_To be done_: Copy exactly the lines from the "Could you kindly annotate the shallow" line to the end, both included, and nothing else.

_Data to use_:

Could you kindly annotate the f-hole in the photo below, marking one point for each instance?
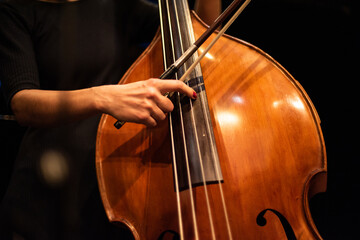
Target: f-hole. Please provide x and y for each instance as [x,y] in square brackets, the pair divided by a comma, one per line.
[261,221]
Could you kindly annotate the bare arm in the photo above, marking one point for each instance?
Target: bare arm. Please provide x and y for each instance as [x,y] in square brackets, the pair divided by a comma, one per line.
[140,102]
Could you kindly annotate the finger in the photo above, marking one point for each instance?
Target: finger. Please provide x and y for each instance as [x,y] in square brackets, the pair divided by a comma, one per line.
[176,86]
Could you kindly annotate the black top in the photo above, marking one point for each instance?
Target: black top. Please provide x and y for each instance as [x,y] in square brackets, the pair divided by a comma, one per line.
[64,46]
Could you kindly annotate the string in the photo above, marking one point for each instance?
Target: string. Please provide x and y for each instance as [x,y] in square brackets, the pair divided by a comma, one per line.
[178,203]
[184,141]
[189,70]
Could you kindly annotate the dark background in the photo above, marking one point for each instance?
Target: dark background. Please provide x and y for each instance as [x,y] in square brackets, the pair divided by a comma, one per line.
[317,41]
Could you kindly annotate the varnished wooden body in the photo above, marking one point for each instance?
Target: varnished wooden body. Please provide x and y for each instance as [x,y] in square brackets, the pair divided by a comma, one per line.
[268,138]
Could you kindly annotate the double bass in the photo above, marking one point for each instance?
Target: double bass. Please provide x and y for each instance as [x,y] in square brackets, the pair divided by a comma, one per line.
[239,162]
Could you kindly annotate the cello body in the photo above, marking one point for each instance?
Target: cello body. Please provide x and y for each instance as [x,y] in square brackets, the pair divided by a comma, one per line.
[269,142]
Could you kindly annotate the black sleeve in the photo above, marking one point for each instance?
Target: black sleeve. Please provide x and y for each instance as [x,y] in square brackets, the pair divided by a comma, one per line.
[18,68]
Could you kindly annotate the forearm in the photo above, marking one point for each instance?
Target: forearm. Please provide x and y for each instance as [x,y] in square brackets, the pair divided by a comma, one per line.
[44,108]
[141,102]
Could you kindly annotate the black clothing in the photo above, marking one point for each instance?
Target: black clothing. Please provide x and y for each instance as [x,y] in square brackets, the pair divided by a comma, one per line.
[64,46]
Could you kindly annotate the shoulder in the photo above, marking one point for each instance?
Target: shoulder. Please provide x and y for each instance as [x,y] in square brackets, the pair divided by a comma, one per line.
[17,11]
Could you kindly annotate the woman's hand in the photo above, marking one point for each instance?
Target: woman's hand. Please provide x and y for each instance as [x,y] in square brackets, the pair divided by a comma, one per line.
[140,102]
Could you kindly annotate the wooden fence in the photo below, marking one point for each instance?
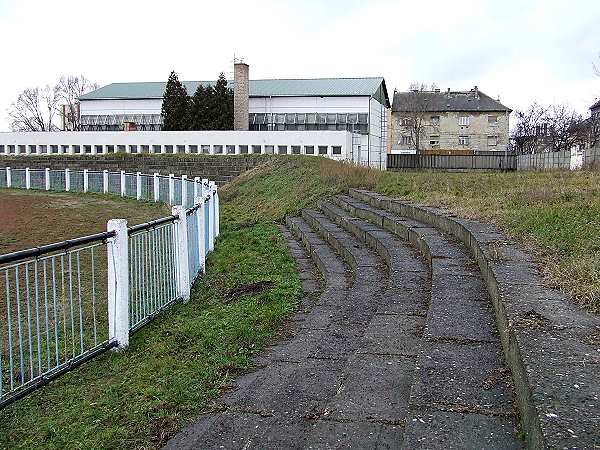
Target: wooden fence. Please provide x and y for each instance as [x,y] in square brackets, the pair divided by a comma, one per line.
[479,161]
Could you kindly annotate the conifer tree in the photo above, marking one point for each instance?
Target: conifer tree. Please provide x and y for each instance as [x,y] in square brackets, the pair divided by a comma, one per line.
[175,106]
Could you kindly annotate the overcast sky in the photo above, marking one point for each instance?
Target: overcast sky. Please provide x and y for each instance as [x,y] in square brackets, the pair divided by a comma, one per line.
[520,50]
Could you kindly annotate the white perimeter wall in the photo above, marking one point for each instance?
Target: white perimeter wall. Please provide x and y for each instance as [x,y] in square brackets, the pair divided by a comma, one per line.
[101,142]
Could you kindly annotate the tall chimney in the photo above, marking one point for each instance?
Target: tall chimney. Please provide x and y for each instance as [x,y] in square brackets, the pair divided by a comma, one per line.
[240,96]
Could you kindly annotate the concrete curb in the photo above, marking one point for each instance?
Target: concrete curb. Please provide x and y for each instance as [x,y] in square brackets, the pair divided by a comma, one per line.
[551,346]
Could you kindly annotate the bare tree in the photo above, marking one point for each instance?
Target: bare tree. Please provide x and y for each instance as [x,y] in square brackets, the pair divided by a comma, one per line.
[566,128]
[34,110]
[530,129]
[69,89]
[416,109]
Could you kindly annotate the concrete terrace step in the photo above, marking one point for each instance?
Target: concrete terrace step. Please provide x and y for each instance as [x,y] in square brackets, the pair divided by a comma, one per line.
[550,345]
[460,392]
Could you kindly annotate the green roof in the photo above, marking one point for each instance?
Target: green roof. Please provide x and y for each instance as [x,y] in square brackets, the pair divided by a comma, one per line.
[312,87]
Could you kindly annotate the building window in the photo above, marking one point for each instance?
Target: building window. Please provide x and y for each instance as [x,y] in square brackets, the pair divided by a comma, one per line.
[405,140]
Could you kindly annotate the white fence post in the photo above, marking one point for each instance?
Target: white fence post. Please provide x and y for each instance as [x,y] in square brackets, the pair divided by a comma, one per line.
[122,183]
[196,185]
[183,274]
[85,181]
[200,224]
[156,188]
[105,181]
[183,190]
[217,212]
[118,283]
[138,185]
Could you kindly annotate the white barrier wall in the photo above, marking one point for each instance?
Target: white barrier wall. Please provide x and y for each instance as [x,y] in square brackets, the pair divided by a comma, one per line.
[334,144]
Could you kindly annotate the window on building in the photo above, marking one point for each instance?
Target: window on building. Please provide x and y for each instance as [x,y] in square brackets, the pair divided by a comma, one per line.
[405,140]
[464,141]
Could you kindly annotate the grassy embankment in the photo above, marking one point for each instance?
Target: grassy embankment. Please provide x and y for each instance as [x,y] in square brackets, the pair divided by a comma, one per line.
[179,362]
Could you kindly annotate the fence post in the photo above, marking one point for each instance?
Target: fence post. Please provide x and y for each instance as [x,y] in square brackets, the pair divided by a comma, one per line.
[118,284]
[183,274]
[105,181]
[156,187]
[217,218]
[201,238]
[183,190]
[138,185]
[196,193]
[85,181]
[122,183]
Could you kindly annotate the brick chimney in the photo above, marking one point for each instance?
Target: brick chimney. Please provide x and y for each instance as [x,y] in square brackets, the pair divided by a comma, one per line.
[240,96]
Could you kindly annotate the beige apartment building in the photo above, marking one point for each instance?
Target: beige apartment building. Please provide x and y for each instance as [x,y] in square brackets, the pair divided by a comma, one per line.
[461,122]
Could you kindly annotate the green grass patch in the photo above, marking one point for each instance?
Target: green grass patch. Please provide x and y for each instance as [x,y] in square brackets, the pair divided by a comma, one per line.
[176,364]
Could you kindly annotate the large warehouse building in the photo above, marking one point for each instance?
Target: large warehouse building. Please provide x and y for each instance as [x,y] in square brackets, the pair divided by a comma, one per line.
[358,105]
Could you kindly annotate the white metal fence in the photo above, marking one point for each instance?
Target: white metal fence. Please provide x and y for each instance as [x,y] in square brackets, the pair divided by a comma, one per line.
[64,303]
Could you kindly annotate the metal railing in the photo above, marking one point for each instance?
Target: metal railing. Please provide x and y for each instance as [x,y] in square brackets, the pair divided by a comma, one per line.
[64,303]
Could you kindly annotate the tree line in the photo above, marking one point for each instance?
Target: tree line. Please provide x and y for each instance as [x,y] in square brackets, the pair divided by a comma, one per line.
[35,109]
[209,108]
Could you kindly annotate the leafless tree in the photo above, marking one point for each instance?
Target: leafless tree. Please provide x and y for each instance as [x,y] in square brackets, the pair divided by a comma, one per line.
[416,112]
[530,128]
[69,89]
[34,110]
[566,128]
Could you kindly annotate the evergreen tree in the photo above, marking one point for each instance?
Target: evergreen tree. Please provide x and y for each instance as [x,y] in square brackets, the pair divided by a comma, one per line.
[221,106]
[176,105]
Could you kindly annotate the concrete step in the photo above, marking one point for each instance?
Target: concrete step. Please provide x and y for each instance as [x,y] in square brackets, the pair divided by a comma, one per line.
[461,384]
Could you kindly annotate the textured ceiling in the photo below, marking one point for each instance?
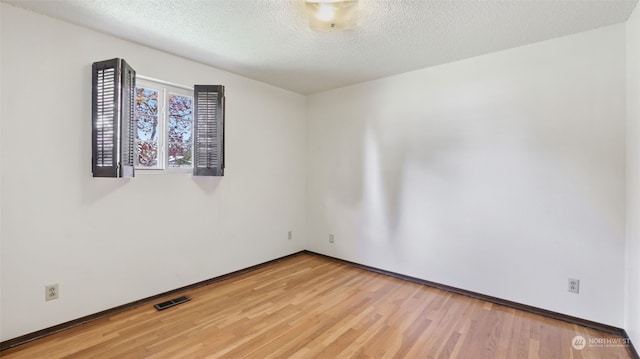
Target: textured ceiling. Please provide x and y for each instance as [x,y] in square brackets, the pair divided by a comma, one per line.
[269,40]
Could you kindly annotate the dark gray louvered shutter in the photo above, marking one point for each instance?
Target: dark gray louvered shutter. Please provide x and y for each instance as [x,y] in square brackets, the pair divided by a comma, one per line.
[208,139]
[112,123]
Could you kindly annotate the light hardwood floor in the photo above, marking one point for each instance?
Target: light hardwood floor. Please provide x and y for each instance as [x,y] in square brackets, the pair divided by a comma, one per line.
[308,306]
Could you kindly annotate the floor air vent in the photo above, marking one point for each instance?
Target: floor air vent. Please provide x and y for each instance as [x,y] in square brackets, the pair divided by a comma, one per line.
[171,303]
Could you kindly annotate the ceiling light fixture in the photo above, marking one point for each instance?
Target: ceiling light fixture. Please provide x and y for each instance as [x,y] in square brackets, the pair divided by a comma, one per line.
[331,15]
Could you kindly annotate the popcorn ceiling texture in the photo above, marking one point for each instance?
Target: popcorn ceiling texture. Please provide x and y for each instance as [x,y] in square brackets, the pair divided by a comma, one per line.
[269,40]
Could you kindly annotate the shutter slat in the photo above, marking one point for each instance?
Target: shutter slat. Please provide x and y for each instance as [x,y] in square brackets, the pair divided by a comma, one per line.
[208,130]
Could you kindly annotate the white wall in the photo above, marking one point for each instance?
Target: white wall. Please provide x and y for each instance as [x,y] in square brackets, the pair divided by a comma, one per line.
[632,315]
[162,231]
[502,174]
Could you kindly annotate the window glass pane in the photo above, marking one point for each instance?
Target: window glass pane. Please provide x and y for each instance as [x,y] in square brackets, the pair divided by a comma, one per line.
[180,107]
[146,101]
[147,128]
[180,154]
[179,131]
[147,131]
[147,154]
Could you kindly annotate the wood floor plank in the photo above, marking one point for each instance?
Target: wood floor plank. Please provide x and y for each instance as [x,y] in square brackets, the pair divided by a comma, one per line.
[308,306]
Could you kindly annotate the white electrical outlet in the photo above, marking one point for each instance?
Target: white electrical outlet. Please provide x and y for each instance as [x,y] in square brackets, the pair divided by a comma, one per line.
[574,285]
[51,292]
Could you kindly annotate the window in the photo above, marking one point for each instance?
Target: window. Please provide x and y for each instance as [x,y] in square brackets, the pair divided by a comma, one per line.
[164,126]
[149,124]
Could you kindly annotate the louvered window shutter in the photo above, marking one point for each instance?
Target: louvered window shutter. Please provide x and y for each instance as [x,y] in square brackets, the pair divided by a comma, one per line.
[208,146]
[113,98]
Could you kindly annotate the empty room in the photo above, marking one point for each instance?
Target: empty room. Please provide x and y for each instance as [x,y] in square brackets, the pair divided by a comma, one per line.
[319,179]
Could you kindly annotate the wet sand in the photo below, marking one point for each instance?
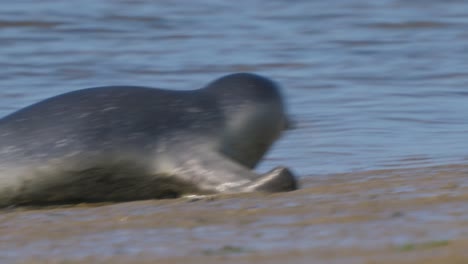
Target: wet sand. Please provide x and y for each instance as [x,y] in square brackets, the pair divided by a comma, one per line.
[386,216]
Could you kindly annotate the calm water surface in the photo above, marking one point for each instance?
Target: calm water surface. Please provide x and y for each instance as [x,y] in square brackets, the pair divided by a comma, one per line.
[371,84]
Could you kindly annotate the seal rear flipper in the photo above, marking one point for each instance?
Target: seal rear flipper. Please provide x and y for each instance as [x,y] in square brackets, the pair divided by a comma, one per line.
[214,172]
[280,179]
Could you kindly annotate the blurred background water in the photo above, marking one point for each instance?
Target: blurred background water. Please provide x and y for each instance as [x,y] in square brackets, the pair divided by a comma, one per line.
[371,84]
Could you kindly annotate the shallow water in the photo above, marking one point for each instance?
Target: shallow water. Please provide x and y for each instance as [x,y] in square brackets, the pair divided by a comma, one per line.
[372,84]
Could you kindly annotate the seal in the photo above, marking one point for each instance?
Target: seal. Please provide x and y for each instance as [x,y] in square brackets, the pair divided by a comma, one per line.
[122,143]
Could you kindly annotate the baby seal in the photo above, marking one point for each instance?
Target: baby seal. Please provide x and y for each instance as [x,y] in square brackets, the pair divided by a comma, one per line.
[122,143]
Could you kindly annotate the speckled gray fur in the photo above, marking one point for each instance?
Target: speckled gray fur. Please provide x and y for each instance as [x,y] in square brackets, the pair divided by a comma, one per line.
[122,143]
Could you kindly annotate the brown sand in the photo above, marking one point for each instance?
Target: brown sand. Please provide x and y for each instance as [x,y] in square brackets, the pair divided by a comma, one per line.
[387,216]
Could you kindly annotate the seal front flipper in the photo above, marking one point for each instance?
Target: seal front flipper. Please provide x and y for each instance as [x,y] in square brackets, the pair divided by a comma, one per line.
[280,179]
[212,172]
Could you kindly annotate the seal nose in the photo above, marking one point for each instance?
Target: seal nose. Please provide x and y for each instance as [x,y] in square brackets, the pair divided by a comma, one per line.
[280,179]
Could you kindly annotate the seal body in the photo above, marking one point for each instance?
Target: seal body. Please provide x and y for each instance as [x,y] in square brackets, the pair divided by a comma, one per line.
[121,143]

_Correct result_:
Could you kindly annotate the shallow water in the photo above, marking one point for each instance?
Target: shallow water. Please provide x and y for each instance as [x,y] in square brackets, the pair divided by a comma, one per line.
[372,84]
Could you kindly annotate the seal in the photo above, marking one point for each instance?
Target: seal. Please provide x and y for each instance as [x,y] in square brackets, the pair divided by a comma, one per line.
[122,143]
Could you kindly annotate the baby seal in the photo above, marking one point for each instance?
Target: baby seal. Please provide x and y for each instance as [x,y] in square brackets, the pair divided by a comma, one per line.
[122,143]
Could you kindly annotate the speckled gray fur in the photo above, marking one point for each instance?
Target: speckled gray fur. Please provide x and y for each instance as [x,y] in square brackets, the pair divided by a comma, one per line.
[122,143]
Could you kindly annotate the brown sand in the photo above, marking one point for each instance?
Target: brown sand. Please provide x and y for each instance as [x,y] in square brackets, the pair divided by a comma, one per line.
[387,216]
Could you kindly annotate the seal front flipper in the photo above, marking one point for each instance?
Target: seal front flipper. Please provide x and y for each instance as [x,y] in square brackets, the pair divided by a comma, one per line.
[280,179]
[212,172]
Could you kindly annotate the seal nose in the photo above, marking one point for each instance?
Target: seal nose. Please provide x and y for each instance as [x,y] in square brackets, the pair divided by a comma, one per line.
[280,179]
Could you kindly annotate the seal body in the photo above, marking one point for each instance?
Target: seal body. Please provide x and y for each instance as [x,y] in square brackets, the pair divided by a comma, one per line.
[121,143]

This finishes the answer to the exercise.